▶ Written exercise:
Convert every line of the records below into a JSON list of strings, one string per line, skipping blank lines and leaving out the pictures.

▶ Material supplied:
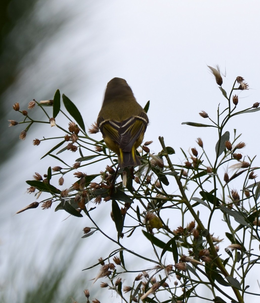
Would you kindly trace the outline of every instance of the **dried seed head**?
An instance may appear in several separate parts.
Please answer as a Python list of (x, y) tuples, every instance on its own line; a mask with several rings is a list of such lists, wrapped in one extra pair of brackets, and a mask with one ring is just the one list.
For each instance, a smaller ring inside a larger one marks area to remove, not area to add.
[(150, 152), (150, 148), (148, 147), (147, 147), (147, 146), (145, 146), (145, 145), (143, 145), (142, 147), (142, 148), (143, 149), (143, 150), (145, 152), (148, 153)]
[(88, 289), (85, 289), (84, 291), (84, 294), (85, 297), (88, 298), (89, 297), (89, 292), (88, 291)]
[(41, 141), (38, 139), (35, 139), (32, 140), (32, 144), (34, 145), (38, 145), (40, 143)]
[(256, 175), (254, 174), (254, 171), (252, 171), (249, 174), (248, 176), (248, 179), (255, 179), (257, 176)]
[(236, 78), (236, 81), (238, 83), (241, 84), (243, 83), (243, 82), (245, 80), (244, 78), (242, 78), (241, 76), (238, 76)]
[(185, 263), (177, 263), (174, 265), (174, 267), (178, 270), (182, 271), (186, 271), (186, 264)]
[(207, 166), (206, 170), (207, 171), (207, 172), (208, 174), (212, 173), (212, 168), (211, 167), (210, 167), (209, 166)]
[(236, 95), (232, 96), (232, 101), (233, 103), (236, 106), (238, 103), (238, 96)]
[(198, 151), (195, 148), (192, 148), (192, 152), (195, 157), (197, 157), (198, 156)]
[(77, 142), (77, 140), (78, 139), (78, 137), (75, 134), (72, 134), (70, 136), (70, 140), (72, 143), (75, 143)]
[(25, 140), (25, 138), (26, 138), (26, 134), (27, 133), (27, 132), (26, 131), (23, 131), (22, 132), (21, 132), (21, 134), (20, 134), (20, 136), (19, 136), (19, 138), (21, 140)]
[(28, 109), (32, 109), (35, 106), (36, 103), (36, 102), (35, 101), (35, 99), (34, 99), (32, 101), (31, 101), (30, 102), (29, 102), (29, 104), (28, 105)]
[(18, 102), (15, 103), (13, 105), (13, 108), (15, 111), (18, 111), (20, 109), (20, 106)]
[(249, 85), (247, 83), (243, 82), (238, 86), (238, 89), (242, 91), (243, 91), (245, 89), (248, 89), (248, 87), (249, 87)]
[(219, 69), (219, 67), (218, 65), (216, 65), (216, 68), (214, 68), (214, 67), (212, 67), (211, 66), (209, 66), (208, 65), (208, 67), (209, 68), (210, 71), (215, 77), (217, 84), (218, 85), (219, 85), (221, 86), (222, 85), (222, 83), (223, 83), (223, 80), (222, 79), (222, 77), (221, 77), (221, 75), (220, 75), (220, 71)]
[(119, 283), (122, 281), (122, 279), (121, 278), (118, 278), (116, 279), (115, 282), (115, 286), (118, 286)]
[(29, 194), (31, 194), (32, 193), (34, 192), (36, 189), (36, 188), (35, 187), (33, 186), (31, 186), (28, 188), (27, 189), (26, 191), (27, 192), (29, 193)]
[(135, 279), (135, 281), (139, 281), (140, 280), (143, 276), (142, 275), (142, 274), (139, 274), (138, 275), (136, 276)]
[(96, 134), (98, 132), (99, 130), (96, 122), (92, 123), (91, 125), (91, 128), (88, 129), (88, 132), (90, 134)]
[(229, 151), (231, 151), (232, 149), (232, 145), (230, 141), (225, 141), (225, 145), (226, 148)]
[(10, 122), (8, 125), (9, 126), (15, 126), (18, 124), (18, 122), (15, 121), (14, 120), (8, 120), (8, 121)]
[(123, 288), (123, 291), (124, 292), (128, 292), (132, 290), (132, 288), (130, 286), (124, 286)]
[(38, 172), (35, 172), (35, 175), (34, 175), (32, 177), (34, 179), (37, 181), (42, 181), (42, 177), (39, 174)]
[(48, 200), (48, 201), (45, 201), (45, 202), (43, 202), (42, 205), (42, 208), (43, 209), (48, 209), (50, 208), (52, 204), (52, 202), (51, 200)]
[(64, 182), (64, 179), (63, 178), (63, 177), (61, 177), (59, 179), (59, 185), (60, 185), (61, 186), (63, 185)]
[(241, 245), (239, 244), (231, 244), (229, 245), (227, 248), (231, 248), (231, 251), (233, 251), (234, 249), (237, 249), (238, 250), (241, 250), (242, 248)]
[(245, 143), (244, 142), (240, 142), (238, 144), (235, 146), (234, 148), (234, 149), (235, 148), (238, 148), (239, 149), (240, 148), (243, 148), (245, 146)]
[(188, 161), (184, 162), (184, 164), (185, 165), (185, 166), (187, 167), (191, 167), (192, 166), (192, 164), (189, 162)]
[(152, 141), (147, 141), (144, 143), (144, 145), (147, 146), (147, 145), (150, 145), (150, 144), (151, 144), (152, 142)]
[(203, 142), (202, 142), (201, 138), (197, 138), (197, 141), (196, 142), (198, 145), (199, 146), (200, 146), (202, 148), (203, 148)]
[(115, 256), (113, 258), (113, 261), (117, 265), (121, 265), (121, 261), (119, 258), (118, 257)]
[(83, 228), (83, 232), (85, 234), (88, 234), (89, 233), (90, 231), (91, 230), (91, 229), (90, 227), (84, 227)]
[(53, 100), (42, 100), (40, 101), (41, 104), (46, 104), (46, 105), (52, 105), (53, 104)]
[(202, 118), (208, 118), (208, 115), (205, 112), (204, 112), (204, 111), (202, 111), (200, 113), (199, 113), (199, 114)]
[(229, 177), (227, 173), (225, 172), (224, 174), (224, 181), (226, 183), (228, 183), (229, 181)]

▶ Result of this task:
[
  "Would you kindly trace the outline of every instance of the **dried seed head**?",
  "An instance may appear in several separate parts.",
  "Please answer as a Python list of (x, y) tuples, every instance on its own line; a mask with several rings is a list of such lists, wrapped in one extra pair of brackets, and a mask with one ring is just the one list.",
  "For each instance, a smaller ring inside a larger one marks area to remove, not area to add.",
  "[(150, 152), (150, 148), (148, 147), (147, 147), (147, 146), (145, 146), (145, 145), (143, 145), (142, 147), (142, 148), (143, 149), (143, 150), (145, 152), (148, 153)]",
  "[(88, 289), (85, 289), (84, 291), (84, 294), (85, 297), (88, 298), (89, 297), (89, 292), (88, 291)]",
  "[(41, 141), (38, 139), (35, 139), (32, 140), (32, 144), (34, 145), (38, 145), (40, 143)]",
  "[(256, 175), (254, 174), (254, 171), (252, 171), (249, 174), (248, 176), (248, 179), (255, 179), (257, 176)]",
  "[(236, 78), (236, 81), (238, 83), (241, 84), (243, 83), (243, 82), (245, 80), (244, 78), (242, 78), (241, 76), (238, 76)]",
  "[(185, 263), (177, 263), (174, 265), (174, 267), (178, 270), (182, 271), (186, 271), (186, 264)]",
  "[(207, 166), (206, 170), (207, 171), (207, 172), (208, 174), (212, 173), (212, 168), (211, 167), (210, 167), (209, 166)]",
  "[(236, 95), (232, 96), (232, 101), (233, 103), (236, 106), (238, 103), (238, 96)]",
  "[(198, 151), (195, 148), (192, 148), (192, 152), (195, 157), (197, 157), (198, 156)]",
  "[(77, 142), (77, 140), (78, 139), (78, 137), (75, 134), (72, 134), (70, 136), (70, 140), (72, 143), (75, 143)]",
  "[(25, 140), (25, 138), (26, 138), (26, 134), (27, 133), (27, 132), (26, 131), (23, 131), (22, 132), (21, 132), (21, 134), (20, 134), (20, 136), (19, 136), (19, 138), (21, 140)]",
  "[(28, 109), (32, 109), (35, 106), (36, 103), (36, 102), (35, 101), (35, 99), (34, 99), (32, 101), (31, 101), (30, 102), (29, 102), (29, 104), (28, 105)]",
  "[(18, 102), (15, 103), (13, 105), (13, 108), (15, 111), (18, 111), (20, 109), (20, 106)]",
  "[(249, 85), (247, 83), (243, 82), (238, 86), (238, 89), (242, 91), (243, 91), (245, 89), (248, 89), (248, 87), (249, 87)]",
  "[(219, 69), (219, 67), (218, 65), (216, 65), (216, 68), (214, 68), (214, 67), (212, 67), (211, 66), (209, 66), (208, 65), (208, 67), (209, 68), (210, 71), (215, 77), (217, 84), (218, 85), (219, 85), (221, 86), (222, 85), (222, 83), (223, 83), (223, 80), (222, 79), (222, 77), (221, 77), (221, 75), (220, 75), (220, 71)]",
  "[(119, 283), (122, 281), (122, 279), (121, 278), (118, 278), (116, 279), (115, 282), (115, 286), (118, 286)]",
  "[(29, 194), (31, 194), (32, 193), (34, 192), (36, 189), (36, 188), (35, 187), (33, 186), (31, 186), (28, 188), (27, 189), (26, 191), (27, 192), (29, 193)]",
  "[(135, 279), (135, 281), (139, 281), (140, 280), (143, 276), (142, 275), (142, 274), (139, 274), (138, 275), (136, 276)]",
  "[(96, 134), (98, 132), (99, 130), (96, 122), (92, 123), (91, 125), (91, 128), (88, 129), (88, 132), (90, 134)]",
  "[(229, 151), (231, 151), (232, 149), (232, 145), (230, 141), (225, 141), (225, 145), (226, 148)]",
  "[(10, 122), (8, 125), (9, 126), (15, 126), (18, 124), (18, 122), (15, 121), (14, 120), (8, 120), (8, 121)]",
  "[(123, 288), (123, 291), (124, 292), (128, 292), (132, 290), (132, 288), (130, 286), (124, 286)]",
  "[(38, 172), (35, 172), (35, 175), (34, 175), (32, 177), (34, 179), (37, 181), (42, 181), (42, 177), (39, 174)]",
  "[(48, 200), (48, 201), (45, 201), (45, 202), (43, 202), (42, 205), (42, 208), (43, 209), (48, 209), (50, 208), (52, 204), (52, 202), (51, 200)]",
  "[(64, 182), (64, 179), (63, 178), (63, 177), (61, 177), (59, 179), (59, 185), (60, 185), (61, 186), (63, 185)]",
  "[(241, 245), (239, 244), (231, 244), (229, 245), (227, 248), (231, 248), (231, 251), (233, 251), (234, 249), (237, 249), (238, 250), (241, 250), (242, 248)]",
  "[(245, 143), (244, 142), (240, 142), (238, 144), (235, 146), (234, 148), (234, 149), (235, 148), (238, 148), (239, 149), (240, 148), (243, 148), (245, 146)]",
  "[(188, 161), (184, 162), (184, 164), (185, 165), (185, 166), (187, 167), (191, 167), (192, 166), (192, 164), (189, 162)]",
  "[(152, 141), (147, 141), (144, 143), (144, 145), (147, 146), (147, 145), (150, 145), (150, 144), (151, 144), (152, 142)]",
  "[(203, 142), (202, 142), (201, 138), (197, 138), (197, 141), (196, 142), (198, 145), (199, 146), (200, 146), (202, 148), (203, 148)]",
  "[(115, 256), (113, 258), (113, 261), (117, 265), (121, 265), (121, 261), (119, 258), (118, 257)]",
  "[(83, 228), (83, 232), (85, 234), (88, 234), (89, 233), (90, 231), (91, 230), (91, 229), (90, 227), (84, 227)]",
  "[(53, 100), (42, 100), (40, 101), (41, 104), (46, 104), (46, 105), (52, 105), (53, 104)]",
  "[(202, 118), (208, 118), (208, 115), (205, 112), (204, 112), (204, 111), (202, 111), (200, 113), (199, 113), (199, 114)]",
  "[(229, 177), (227, 173), (225, 172), (224, 174), (224, 181), (226, 183), (228, 183), (229, 181)]"
]